__Verilen Metin__.
===============

Cumhuriyetimizin kuruluşunun 99. Yıldönümünü coşku ve heyecanla kutlamaya hazırlanırken tam da bugünlerde “Cumhuriyete ve değerlerine yapılan saldırıları” düşünmemek elde değil. 
Hepimizi derinden yaralayan “Bir kültür devrimi olarak Cumhuriyet, lügatimizi, alfabemizi, dilimizi bütün düşünce setlerimizi yok etmiştir” ifadesinin üzerinde durmak gerekli.
DİL DÜŞMANLIĞI
CUMHURİYET DÜŞMANLIĞININ
Hangi aşamaya geldiğini görmek gerçekten de çok üzücü.
Diğer yandan bu ifadeyi kullanan kişinin iktidar partisinin grup başkan vekili olmasını da ayrıca not düşmek gerekli.

Son yıllardaki uygulamalara bakıldığında Cumhuriyetimiz, çağdaşlık yolundaki temel doğrultu olan “laiklik ekseninden” kaydırılmaya çalışılıyor.
“Dindar ve kindar nesil yetiştirme projesi” kapsamlı bir şekilde ilerliyor.
Okullarda sarıklı, cübbeli veya kara çarşaflı öğretmenler göreve getiriliyor.
Dünya görüşünün yansıması olarak böyle giyinen bir öğretmen ‘öğrencilere ne verebilir, ne anlatabilir’ gerçekten de yazarken bile kendimi kötü hissediyorum.
Ders programları, Atatürk’ü ve şanlı kurtuluş savaşı mücadelesini yok sayan bir anlayışla yenileniyor.
MEB dinci dernek ve vakıflarla iş birliği içinde, eğitim sistemi ‘Değerler Eğitimi’ adı altında bu yapılanmalara terk edilmiş durumda.
4+4+4 yasası ile özellikle kız çocuklarının okullaşma oranında büyük bir düşüş yaşanıyor.

===============

__Görev Tanımı__.
Cumhuriyet ve laiklik üzerine yazılmış metne dayanarak şu soruları yanıtlayın:
1. Kutlanmaya hazırlanılan Cumhuriyet yıldönümü kaçıncı yıldönümüdür?
2. Tırnak içinde aktarılan "Bir kültür devrimi olarak Cumhuriyet..." ifadesini kullanan kişinin görevi nedir?
3. Kız çocuklarının okullaşma oranındaki düşüş hangi yasayla ilişkilendiriliyor?
Kayıtlar başka bir kaynaktan alınmıştır.

__Gösterilen Veriler__.
===============

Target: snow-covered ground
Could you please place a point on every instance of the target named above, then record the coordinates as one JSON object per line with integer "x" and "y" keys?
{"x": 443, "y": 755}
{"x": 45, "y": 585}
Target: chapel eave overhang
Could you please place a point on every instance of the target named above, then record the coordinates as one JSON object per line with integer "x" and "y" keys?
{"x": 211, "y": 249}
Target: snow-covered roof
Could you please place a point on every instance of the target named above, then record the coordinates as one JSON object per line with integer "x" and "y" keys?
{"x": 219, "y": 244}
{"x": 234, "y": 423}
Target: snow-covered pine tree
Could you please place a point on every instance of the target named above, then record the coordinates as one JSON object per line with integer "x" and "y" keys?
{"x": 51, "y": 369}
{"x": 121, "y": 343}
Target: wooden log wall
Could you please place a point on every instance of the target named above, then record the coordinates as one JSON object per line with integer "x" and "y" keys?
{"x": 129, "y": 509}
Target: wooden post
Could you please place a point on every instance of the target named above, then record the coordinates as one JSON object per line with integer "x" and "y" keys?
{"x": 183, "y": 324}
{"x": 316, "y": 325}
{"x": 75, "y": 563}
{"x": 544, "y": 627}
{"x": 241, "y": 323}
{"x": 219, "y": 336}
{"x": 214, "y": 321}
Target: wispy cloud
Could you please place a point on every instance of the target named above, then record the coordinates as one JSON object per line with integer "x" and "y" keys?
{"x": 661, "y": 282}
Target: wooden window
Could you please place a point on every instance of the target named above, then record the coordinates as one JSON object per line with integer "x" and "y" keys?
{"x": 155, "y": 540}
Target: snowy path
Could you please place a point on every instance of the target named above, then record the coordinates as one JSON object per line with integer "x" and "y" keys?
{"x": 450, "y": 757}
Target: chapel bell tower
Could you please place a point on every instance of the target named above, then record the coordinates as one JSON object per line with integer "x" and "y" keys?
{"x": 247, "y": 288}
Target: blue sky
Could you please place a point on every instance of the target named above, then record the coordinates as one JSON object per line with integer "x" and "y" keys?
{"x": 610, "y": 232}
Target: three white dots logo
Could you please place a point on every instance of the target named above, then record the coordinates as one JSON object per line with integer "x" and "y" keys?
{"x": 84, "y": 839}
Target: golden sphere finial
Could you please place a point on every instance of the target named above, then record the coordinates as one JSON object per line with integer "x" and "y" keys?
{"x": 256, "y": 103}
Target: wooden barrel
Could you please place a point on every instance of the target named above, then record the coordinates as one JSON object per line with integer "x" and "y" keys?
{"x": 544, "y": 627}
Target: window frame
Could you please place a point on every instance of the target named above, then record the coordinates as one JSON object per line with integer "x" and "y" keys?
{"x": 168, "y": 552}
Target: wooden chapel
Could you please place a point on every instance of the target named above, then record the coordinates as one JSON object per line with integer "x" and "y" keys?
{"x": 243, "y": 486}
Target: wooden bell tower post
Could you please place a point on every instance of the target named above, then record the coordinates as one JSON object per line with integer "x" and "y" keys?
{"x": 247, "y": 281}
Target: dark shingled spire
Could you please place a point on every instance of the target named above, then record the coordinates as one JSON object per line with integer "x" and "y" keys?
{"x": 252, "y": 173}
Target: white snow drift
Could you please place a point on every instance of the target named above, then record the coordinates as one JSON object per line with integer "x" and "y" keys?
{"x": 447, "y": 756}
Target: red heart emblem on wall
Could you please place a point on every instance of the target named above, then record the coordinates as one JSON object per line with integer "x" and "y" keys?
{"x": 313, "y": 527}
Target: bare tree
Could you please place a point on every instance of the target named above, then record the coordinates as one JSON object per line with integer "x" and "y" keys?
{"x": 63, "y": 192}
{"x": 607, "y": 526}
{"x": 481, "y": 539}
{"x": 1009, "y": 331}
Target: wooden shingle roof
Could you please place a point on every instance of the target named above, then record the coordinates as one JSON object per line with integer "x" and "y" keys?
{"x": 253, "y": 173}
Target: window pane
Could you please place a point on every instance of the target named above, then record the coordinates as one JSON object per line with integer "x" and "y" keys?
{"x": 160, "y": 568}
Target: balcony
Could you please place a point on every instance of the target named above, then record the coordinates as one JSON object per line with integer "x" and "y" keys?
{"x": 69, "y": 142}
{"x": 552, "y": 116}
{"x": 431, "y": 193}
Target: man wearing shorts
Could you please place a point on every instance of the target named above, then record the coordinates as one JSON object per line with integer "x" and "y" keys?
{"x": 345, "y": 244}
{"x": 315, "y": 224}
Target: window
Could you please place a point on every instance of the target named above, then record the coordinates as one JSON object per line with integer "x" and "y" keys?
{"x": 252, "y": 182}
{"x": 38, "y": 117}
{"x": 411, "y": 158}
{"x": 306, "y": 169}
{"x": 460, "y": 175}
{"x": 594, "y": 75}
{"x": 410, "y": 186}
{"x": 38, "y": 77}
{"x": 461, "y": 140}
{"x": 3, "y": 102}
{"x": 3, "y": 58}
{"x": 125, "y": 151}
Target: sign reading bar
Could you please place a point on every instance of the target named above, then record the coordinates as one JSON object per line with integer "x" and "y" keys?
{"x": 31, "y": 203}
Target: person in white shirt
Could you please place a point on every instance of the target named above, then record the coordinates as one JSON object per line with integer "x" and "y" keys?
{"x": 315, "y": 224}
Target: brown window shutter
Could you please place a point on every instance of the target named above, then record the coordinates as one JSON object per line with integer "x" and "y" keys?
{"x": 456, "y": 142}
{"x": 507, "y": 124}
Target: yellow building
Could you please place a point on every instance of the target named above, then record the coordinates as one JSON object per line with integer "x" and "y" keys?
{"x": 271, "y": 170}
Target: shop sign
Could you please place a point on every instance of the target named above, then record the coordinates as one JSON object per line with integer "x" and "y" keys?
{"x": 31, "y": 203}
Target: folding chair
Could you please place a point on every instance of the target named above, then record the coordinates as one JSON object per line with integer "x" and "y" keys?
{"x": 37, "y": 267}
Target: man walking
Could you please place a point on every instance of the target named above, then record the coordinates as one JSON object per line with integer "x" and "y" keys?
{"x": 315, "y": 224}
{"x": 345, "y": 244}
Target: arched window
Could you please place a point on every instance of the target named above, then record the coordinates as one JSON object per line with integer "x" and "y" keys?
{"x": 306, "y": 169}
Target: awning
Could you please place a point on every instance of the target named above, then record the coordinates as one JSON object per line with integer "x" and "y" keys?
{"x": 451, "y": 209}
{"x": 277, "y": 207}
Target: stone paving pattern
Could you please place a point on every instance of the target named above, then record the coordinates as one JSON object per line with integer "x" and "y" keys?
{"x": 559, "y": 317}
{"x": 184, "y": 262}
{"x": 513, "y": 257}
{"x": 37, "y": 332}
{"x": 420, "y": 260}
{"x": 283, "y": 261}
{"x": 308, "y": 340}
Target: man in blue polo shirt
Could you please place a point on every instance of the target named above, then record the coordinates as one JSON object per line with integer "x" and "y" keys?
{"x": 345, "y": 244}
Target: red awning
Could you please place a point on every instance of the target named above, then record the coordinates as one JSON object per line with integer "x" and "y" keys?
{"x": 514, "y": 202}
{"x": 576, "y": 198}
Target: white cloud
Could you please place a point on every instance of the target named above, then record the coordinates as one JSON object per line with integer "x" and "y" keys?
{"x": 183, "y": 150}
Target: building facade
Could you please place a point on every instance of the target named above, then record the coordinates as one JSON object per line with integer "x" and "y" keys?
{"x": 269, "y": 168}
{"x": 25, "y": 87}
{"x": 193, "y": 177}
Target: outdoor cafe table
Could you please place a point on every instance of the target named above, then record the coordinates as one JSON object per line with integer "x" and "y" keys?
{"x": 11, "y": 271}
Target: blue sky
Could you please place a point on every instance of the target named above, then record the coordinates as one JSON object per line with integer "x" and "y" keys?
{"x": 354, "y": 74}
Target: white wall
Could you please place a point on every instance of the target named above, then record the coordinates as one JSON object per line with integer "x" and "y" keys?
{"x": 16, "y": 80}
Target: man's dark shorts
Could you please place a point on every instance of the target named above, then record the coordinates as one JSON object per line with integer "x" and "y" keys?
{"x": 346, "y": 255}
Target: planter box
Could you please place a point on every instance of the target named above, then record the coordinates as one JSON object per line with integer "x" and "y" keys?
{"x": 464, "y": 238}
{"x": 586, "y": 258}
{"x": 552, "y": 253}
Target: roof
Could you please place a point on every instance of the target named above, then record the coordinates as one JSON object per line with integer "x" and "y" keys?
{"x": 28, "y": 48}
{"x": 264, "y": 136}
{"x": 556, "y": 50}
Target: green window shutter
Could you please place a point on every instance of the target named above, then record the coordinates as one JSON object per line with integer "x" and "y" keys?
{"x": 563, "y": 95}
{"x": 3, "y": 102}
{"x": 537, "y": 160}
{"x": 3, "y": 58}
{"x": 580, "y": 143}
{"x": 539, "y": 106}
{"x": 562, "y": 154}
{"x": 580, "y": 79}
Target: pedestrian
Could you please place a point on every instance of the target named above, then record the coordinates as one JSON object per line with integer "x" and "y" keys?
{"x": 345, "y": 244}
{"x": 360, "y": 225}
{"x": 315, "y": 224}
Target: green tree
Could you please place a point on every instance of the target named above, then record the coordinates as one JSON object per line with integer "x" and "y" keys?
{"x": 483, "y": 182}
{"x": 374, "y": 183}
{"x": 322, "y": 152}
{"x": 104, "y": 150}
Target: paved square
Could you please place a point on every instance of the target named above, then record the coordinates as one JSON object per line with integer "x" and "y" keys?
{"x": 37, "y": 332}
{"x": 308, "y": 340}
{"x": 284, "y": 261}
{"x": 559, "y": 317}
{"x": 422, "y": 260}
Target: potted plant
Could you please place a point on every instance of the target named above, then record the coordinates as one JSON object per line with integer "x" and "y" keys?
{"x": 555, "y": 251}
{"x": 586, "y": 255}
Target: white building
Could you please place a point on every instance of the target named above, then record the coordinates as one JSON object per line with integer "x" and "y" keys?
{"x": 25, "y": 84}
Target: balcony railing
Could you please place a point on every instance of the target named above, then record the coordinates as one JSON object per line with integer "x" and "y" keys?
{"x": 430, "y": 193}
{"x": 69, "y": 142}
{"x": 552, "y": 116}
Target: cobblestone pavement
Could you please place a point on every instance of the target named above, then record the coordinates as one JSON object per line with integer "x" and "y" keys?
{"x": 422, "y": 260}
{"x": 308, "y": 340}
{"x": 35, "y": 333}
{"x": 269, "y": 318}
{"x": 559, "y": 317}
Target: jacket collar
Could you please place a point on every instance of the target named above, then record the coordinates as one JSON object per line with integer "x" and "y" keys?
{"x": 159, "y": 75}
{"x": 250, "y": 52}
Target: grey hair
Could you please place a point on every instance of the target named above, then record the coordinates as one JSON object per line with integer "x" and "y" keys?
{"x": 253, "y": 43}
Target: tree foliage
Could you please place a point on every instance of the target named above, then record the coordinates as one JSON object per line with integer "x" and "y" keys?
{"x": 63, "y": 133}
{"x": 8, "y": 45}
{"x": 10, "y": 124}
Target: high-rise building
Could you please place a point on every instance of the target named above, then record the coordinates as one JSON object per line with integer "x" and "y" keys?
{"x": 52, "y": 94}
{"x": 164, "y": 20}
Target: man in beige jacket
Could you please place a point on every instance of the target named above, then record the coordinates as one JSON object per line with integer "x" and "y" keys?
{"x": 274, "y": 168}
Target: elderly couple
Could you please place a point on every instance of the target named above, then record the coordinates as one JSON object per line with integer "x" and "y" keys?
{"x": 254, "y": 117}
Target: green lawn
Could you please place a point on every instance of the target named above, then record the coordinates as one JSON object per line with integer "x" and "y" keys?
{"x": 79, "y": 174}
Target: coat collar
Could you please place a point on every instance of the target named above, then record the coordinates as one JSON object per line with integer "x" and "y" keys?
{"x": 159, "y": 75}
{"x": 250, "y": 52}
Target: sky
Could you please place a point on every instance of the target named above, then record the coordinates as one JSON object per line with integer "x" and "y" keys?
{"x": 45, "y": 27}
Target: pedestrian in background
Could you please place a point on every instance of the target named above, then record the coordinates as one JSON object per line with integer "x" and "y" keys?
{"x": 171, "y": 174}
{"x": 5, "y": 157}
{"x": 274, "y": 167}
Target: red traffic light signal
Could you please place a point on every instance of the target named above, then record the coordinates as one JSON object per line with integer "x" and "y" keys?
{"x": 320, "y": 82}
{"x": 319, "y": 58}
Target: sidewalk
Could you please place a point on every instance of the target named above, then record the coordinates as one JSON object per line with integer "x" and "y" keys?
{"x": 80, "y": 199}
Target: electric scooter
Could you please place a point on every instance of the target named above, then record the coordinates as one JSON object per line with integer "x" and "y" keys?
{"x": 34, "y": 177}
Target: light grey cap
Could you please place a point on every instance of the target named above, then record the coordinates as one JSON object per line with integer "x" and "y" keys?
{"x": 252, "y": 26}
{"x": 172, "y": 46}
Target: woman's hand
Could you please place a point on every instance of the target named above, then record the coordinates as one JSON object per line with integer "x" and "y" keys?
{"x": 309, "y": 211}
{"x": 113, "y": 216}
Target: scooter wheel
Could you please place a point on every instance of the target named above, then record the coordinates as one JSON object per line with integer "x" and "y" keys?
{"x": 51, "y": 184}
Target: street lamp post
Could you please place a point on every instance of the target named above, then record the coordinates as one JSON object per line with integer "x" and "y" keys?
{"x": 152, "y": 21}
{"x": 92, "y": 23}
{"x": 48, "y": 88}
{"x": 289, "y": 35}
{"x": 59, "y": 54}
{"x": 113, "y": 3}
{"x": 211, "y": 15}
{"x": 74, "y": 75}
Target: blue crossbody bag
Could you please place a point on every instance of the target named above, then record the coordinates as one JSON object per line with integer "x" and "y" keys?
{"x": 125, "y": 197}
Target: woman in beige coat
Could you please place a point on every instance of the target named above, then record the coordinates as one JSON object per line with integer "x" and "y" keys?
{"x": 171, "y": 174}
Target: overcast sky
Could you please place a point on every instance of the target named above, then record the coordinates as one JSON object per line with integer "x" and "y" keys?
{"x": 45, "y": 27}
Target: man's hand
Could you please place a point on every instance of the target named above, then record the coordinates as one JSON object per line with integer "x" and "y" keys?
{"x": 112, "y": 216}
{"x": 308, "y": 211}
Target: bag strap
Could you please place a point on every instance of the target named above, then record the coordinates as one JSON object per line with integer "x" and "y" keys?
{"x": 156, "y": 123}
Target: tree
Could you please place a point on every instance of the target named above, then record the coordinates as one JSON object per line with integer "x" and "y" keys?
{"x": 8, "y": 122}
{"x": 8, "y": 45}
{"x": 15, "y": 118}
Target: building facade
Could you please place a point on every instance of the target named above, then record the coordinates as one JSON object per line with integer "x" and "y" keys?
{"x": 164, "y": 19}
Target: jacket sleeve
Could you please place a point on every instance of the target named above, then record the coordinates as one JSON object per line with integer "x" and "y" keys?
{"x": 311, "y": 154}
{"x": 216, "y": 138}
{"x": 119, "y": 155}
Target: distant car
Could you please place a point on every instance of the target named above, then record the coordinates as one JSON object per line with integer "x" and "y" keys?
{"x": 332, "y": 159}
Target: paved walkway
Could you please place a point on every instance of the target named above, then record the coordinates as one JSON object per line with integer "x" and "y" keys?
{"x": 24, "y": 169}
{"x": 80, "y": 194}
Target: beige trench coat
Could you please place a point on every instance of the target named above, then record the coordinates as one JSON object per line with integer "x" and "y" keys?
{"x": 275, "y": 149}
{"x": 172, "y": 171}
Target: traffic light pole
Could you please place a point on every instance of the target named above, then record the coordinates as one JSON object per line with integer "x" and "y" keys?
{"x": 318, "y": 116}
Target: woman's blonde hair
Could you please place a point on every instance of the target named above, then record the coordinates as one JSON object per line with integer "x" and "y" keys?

===============

__Görev Sonucu__.
1. 99. yıldönümü.
2. İktidar partisinin grup başkan vekili.
3. 4+4+4 yasası.